Written instruction: Return, character for character, the lines from the one bearing "[tag] ice dispenser (a" through the end of the material. Omit everything before that line.

################

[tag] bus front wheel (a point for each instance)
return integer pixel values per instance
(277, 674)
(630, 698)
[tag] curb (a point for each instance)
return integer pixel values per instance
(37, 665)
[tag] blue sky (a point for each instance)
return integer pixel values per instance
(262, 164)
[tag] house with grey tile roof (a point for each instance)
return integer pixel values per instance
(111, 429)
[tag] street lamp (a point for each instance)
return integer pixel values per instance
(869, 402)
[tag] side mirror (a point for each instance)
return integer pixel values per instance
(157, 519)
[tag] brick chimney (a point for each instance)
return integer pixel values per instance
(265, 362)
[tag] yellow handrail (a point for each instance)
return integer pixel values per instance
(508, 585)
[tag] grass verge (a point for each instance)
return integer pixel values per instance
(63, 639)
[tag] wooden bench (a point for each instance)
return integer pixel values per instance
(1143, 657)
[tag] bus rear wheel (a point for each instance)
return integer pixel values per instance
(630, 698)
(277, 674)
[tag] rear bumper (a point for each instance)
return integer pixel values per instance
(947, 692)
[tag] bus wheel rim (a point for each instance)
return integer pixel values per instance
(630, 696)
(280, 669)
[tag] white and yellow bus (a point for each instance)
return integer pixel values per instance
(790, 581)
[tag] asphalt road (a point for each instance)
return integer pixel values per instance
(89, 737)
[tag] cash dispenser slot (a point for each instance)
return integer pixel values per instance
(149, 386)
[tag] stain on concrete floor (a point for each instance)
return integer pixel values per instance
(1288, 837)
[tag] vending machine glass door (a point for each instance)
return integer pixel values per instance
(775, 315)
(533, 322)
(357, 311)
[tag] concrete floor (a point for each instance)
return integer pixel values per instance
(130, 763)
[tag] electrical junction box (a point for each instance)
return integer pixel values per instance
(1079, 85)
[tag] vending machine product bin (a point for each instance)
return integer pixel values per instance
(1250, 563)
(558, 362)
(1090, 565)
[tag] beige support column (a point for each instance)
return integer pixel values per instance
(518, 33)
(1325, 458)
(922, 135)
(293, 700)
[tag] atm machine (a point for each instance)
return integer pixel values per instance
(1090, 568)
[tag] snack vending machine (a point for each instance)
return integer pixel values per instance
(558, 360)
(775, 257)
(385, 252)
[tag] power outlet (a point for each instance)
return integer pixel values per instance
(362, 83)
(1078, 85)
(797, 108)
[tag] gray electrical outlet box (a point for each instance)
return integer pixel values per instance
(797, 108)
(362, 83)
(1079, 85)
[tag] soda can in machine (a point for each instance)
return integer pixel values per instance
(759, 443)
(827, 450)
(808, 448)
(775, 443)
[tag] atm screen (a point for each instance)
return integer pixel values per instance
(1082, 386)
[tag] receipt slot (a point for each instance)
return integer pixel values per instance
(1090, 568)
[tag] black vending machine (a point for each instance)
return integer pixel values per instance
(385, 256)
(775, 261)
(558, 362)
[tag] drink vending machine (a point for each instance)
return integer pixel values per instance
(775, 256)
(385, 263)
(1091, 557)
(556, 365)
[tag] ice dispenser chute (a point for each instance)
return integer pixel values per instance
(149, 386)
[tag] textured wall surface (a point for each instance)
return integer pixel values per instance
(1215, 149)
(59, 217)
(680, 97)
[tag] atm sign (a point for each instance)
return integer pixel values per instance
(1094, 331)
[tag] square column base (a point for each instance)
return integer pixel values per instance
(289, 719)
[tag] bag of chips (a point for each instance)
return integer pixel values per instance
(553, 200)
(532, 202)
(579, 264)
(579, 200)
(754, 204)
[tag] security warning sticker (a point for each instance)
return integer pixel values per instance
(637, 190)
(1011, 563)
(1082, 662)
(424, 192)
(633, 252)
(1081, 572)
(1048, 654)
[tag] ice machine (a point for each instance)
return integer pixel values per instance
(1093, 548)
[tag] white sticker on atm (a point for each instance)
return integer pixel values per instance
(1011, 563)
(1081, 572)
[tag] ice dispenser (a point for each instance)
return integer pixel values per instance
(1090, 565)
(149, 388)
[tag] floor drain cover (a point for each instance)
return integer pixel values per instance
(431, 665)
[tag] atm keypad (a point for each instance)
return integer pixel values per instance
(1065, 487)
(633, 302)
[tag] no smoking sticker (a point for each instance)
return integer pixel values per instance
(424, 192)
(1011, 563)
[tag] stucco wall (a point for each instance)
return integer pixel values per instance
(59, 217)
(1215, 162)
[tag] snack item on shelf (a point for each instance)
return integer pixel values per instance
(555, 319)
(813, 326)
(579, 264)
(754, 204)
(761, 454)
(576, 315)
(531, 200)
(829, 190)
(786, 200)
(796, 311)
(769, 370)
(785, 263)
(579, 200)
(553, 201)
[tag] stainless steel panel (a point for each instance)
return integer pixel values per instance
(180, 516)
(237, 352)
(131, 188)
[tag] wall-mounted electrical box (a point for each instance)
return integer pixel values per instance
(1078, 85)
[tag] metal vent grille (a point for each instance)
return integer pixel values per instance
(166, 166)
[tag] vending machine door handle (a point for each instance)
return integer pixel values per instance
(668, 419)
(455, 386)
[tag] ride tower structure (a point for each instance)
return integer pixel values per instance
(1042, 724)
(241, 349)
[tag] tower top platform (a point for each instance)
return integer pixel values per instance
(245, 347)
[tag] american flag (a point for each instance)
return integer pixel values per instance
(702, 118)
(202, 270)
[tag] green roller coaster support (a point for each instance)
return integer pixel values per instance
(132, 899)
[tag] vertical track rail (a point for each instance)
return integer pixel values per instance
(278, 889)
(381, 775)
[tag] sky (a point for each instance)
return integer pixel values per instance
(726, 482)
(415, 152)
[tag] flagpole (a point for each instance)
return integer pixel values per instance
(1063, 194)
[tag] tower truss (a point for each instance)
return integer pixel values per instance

################

Solution to the exercise:
[tag] ice dispenser (a point for each instance)
return integer pixel values per instance
(1090, 565)
(149, 388)
[tag] floor drain cover (a point for each instance)
return integer pixel values per instance
(431, 665)
[tag] atm keypad (a point for each instance)
return integer pixel values per instance
(1065, 487)
(633, 302)
[tag] no smoking sticker (a point for each instance)
return integer pixel values per instance
(424, 192)
(1011, 563)
[tag] stucco wall (a point for each instance)
return integer pixel values per instance
(59, 217)
(1215, 162)
[tag] snack item on shelf (a point for each instance)
return integer pixel values per instance
(555, 319)
(813, 326)
(579, 264)
(754, 204)
(761, 454)
(576, 315)
(531, 200)
(829, 190)
(786, 200)
(796, 311)
(769, 370)
(785, 263)
(579, 200)
(553, 201)
[tag] stainless steel panel (a point for each instance)
return integer pixel values per instance
(180, 516)
(237, 352)
(131, 188)
[tag] wall-mounted electrical box (a point for each instance)
return integer pixel values per instance
(1078, 85)
[tag] metal vent grille (a point for each instance)
return integer pixel values per instance
(166, 166)
[tag] vending machine door handle (a point for each instance)
return integer pixel values per instance
(668, 419)
(455, 386)
[tag] ride tower structure (a point for each instance)
return integer pixel values per instance
(1042, 724)
(241, 349)
[tag] tower top platform (a point for each instance)
return integer pixel values per instance
(245, 347)
[tag] american flag (a point for each instance)
return integer pixel values per instance
(702, 118)
(202, 270)
[tag] green roller coaster support (a point for each instance)
return integer pixel values per instance
(132, 899)
[tag] vertical track rail (a point for each instance)
return integer pixel values per instance
(278, 889)
(381, 775)
[tag] sky (a point for each instance)
return integer pixel values per instance
(726, 482)
(415, 152)
[tag] flagpole (a point for each instance)
return integer pixel values per instance
(1063, 194)
[tag] tower truss (a point for each instance)
return integer pixel values per instance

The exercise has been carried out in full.